*** SOURCE DATA
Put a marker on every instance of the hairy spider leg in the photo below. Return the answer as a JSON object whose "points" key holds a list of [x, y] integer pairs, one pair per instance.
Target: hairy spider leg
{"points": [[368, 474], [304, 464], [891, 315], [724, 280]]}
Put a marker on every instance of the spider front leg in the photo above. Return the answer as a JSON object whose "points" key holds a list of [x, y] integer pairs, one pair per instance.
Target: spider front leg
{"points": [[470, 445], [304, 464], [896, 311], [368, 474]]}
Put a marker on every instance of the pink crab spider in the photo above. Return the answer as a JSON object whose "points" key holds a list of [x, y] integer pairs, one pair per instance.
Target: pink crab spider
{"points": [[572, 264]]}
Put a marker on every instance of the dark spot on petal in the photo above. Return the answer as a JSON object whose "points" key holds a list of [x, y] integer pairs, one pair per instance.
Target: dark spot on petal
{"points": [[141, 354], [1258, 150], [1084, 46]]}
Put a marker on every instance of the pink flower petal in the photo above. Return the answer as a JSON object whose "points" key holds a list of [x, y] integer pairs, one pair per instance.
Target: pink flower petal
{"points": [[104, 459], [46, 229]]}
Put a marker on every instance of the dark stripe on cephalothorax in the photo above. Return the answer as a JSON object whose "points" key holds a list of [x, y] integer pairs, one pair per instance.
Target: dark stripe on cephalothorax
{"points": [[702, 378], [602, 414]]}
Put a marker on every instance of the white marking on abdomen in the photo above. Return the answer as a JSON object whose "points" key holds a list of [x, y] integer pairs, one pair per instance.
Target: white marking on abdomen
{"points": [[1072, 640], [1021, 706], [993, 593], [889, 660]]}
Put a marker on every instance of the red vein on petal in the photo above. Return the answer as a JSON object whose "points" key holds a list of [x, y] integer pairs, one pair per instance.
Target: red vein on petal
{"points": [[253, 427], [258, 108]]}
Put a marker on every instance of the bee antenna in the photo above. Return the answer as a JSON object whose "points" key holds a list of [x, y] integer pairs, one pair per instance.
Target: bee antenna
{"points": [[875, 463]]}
******
* _EXERCISE OBJECTIVE_
Your answer should consist only of the lines from the one with "Target: dark stripe on cephalothorax" through the end of the data above, reproduced exactly.

* _RESULT OF THE TASK_
Target: dark stripe on cephalothorax
{"points": [[702, 378], [602, 414]]}
Put a marker on every instance of the white marking on abdomen in the photo above. Return the answer as a JSON object whose "points" key holds a list of [x, y] integer pairs, one pair per instance.
Target: white marking on abdomen
{"points": [[1072, 640], [1021, 706], [993, 593], [889, 660]]}
Put a marker on every instance of the red vein on petal in the photo above. Return the answer as a JSON object whose "points" key holds a list of [x, y] integer pairs, one pair per instance.
Target: red vein on petal
{"points": [[253, 427], [258, 108]]}
Put a marker on every instance of the bee antenna in the photo above. Return the answer as a JSON object whose "points" key holds a list of [x, y] integer pairs, one pair per instance.
Target: bee antenna
{"points": [[875, 463]]}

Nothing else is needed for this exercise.